**Objective:**
Find each line in the records below that contains the word "concrete", and copy every such line.

Rows of box annotation data

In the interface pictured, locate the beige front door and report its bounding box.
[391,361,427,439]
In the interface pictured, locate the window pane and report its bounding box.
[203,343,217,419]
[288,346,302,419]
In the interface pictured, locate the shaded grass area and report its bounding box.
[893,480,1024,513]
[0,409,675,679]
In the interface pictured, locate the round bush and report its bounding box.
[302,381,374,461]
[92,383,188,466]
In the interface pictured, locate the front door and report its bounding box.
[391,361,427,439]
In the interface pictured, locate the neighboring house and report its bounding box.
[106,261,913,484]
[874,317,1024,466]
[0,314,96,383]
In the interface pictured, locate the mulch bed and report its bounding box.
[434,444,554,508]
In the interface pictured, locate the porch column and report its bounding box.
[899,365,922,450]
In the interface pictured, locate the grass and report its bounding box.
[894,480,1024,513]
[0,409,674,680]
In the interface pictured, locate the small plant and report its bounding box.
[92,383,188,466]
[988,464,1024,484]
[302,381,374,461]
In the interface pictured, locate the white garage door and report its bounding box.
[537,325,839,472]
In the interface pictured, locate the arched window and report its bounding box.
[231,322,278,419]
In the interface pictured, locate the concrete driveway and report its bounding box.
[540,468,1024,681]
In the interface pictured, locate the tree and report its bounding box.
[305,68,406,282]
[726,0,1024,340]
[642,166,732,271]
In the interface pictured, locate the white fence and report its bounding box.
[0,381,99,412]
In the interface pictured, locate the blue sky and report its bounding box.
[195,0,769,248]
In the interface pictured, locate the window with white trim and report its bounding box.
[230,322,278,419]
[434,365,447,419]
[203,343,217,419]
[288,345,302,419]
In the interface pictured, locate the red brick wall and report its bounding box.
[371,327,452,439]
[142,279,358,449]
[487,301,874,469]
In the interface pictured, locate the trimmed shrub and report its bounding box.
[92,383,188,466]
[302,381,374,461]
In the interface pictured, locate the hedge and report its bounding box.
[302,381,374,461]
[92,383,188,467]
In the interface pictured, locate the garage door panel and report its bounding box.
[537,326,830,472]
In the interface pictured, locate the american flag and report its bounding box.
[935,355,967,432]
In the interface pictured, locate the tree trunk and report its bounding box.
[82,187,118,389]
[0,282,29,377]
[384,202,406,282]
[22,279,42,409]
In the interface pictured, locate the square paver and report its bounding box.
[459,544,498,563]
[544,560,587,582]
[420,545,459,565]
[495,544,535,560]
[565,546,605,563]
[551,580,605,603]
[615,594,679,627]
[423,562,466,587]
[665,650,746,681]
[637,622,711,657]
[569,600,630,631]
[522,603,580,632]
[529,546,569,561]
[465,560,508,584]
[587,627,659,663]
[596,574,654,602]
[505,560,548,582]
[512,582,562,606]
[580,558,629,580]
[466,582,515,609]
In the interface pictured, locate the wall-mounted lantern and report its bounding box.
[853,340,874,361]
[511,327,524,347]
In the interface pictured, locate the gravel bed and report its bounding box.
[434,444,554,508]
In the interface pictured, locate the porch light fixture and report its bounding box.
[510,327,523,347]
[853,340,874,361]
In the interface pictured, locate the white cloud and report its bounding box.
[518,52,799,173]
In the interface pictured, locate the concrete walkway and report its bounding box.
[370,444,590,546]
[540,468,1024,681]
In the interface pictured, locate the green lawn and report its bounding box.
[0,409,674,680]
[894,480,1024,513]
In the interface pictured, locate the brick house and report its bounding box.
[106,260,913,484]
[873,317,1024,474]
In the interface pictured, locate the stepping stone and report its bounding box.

**Exercise answer:**
In the interface pictured, locate the concrete driveway and report its bounding box.
In the interface pictured, locate the concrete walkway and report its bounding box.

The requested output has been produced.